Segment Start: Records supplied

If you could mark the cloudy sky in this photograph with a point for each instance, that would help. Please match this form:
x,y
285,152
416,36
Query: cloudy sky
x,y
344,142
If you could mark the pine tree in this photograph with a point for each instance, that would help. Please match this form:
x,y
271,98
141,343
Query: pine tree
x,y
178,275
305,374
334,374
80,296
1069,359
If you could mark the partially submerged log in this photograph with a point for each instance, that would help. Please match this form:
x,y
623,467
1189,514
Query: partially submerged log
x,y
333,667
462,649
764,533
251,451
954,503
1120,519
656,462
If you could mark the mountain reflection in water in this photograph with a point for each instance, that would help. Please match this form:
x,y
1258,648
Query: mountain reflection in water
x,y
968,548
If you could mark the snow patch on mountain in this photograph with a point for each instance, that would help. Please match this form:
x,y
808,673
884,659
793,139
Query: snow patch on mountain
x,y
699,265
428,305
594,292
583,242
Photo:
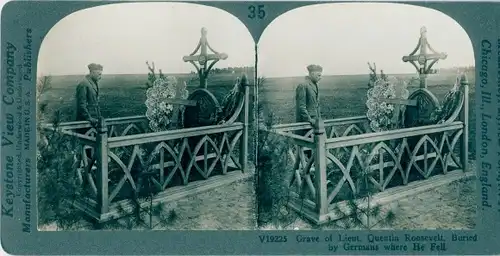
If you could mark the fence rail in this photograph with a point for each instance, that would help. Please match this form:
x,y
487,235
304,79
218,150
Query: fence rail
x,y
330,162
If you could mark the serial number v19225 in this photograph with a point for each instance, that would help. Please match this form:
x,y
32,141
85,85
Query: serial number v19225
x,y
272,239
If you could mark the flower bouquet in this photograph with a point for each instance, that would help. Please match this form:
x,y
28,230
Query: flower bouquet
x,y
159,111
384,114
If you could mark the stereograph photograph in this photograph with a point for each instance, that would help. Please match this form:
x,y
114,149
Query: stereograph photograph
x,y
366,120
144,120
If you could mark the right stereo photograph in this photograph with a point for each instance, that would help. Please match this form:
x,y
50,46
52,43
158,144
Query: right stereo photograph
x,y
366,120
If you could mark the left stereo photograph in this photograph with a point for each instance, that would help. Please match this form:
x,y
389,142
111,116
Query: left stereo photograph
x,y
144,120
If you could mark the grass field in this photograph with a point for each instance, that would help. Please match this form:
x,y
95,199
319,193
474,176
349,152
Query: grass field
x,y
345,96
122,95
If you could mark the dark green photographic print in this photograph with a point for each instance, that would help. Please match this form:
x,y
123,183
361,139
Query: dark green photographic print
x,y
250,128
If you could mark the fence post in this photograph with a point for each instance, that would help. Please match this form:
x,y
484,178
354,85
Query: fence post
x,y
102,167
245,121
464,117
320,169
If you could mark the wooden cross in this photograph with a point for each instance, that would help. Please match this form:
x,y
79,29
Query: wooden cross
x,y
203,58
423,57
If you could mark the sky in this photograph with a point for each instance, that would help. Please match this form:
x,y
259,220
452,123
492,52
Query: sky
x,y
122,37
344,37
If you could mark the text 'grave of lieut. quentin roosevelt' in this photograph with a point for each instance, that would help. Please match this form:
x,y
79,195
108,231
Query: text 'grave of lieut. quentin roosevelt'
x,y
17,103
487,120
337,242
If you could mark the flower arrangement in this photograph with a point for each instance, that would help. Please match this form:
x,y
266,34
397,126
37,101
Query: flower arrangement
x,y
159,111
382,113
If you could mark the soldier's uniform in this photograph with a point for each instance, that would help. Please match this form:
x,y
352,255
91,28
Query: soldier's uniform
x,y
87,97
87,102
307,100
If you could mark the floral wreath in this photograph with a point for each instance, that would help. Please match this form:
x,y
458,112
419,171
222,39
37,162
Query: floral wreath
x,y
385,116
159,112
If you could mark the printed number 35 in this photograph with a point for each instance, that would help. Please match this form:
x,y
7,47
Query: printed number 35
x,y
256,11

Segment End: Records supplied

## Action item
Print the listing word for word but skip its pictures.

## Answer section
If you could mark the cloudy sky in this photograph with a point for each instance, that would help. Please match this form:
x,y
285,152
416,36
Query: cloudy sky
x,y
344,142
If you could mark the pine tree in this photograph with a point for each instance, that would help. Please match this form:
x,y
271,98
141,343
Query: pine tree
x,y
178,275
305,374
334,374
80,296
1069,359
If you could mark the partially submerged log in this photograph with a point for each instance, that would help. Please match this form:
x,y
623,467
1189,514
Query: partially submerged log
x,y
333,667
462,649
764,533
251,451
954,503
1120,519
656,462
If you could mark the mountain reflection in water in this photograph with a point for each instance, that would help. Please match this form:
x,y
1258,648
Query: mountain reflection in water
x,y
968,548
If you could mark the snow patch on mountain in this photograph with a point for each instance, that would help. Please match this form:
x,y
808,673
884,659
793,139
Query: snow patch on mountain
x,y
699,265
428,305
594,292
583,242
Photo:
If you could mark the fence rail in this photograph with a point for each instance, that would help. Please match this form:
x,y
487,235
304,79
218,150
Query: fence rail
x,y
330,162
If you could mark the serial number v19225 in this photograph with a point for each instance, that would help. Please match this form:
x,y
32,141
85,85
Query: serial number v19225
x,y
272,239
If you could mark the flower bouquet in this photograph with a point for each instance, that would help. Please match this form:
x,y
28,230
Query: flower bouquet
x,y
159,111
384,114
If you could mark the stereograph photograph in this photograph with a point for each instance, that would help. Please match this form:
x,y
114,149
Query: stereograph photograph
x,y
366,120
144,120
If you could mark the right stereo photograph in this photograph with a point for each instance, that would help. Please match this form:
x,y
50,46
52,43
158,144
Query: right stereo photograph
x,y
366,120
If you could mark the left stereo photograph in this photograph with a point for each instance, that would help. Please match this form:
x,y
389,142
111,116
Query: left stereo photograph
x,y
144,120
If you could mark the grass field in this photograph with a point for each instance, that would help. Please match this form:
x,y
95,199
319,193
474,176
349,152
Query: grass field
x,y
345,96
122,95
If you could mark the dark green photographic print in this photograph with a point for each instance, that would help. Please match this form:
x,y
123,183
361,139
Query: dark green photographic print
x,y
250,128
If you could mark the fence post in this photograph with a point for each instance, that would help. Please match this form:
x,y
484,178
354,85
Query: fence post
x,y
102,167
245,121
464,117
320,169
If you could mark the wooden cross in this photograph with a point for each instance, that would help. Please match this form:
x,y
79,29
Query: wooden cross
x,y
203,58
423,57
If you could mark the sky in this photograph with a point for each instance, that would help. Please match this form:
x,y
259,220
452,123
492,52
Query: sky
x,y
122,37
344,37
If you could mark the text 'grave of lieut. quentin roosevelt' in this photograph with a point for each instance, that would help. Please match this form:
x,y
79,195
108,231
Query: text 'grave of lieut. quentin roosevelt'
x,y
17,103
487,120
337,242
If you could mark the flower arrangement in this photograph with a point for each instance, that would help. Please match this form:
x,y
266,34
397,126
37,101
Query: flower arrangement
x,y
159,111
382,113
If you could mark the soldier's uniform in this photograph with a point for each instance, that would help. Please match this form:
x,y
352,255
91,28
Query: soldier's uniform
x,y
87,97
87,102
307,100
If you could mark the floral wreath in this photograph with a point for each instance, that would help. Please match this form:
x,y
458,112
419,171
222,39
37,162
Query: floral wreath
x,y
385,116
159,112
If you could mark the printed number 35 in this photograph with a point for each instance, that would help. Please match this form:
x,y
7,47
Query: printed number 35
x,y
256,11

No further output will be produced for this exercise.